● Aim of the task
Reproduce exactly the lines beginning with the line that contains "Please locate the distant" and ending at the final line of the material below.
::: Data provided :::
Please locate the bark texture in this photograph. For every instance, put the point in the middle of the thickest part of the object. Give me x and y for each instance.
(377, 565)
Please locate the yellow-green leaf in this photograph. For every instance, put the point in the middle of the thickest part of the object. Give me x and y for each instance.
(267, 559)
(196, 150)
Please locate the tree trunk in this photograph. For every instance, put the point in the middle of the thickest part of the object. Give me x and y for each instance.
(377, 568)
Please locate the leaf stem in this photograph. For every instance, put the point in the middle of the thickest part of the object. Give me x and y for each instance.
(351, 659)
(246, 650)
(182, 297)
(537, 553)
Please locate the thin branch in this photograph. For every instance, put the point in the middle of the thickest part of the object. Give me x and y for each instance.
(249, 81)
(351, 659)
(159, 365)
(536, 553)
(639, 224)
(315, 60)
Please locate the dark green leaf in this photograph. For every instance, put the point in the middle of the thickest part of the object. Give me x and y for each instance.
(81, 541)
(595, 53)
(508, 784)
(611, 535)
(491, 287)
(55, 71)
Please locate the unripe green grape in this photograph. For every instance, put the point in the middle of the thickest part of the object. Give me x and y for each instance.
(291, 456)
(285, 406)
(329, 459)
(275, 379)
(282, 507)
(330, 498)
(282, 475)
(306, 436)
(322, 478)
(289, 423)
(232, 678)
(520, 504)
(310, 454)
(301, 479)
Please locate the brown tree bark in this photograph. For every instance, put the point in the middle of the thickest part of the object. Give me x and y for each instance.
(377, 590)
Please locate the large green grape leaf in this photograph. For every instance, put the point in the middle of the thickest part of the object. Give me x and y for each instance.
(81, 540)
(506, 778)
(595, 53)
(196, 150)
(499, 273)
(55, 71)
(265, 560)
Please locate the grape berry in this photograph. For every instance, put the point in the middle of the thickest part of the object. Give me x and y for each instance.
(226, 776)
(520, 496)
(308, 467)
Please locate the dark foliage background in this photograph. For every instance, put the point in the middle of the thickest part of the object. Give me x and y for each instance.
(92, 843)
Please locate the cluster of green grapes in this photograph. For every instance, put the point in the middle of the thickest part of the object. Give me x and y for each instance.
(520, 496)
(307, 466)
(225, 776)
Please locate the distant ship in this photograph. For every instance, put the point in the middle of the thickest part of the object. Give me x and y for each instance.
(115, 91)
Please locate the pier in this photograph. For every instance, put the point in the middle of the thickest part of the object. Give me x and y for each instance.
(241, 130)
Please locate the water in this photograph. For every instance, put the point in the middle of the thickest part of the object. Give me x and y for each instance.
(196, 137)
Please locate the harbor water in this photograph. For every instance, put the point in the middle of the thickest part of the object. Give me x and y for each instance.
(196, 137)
:::
● Result for this task
Please locate the distant ship in this photograph. For every instance, put the point in the middle of the thickest part of the object. Give me x and y for each instance.
(115, 91)
Please locate the pier in this photograph. For every instance, put the point in the middle of the thickest part of the object. Give me x and y for each instance.
(241, 130)
Please locate the water in this photograph. For every instance, put the point in the middle of the thickest part of the object. Give me x and y for each instance.
(196, 137)
Please locate the harbor water in this photograph. For every instance, put the point in the middle of the thickest part of the object. Give me x and y for each instance.
(196, 137)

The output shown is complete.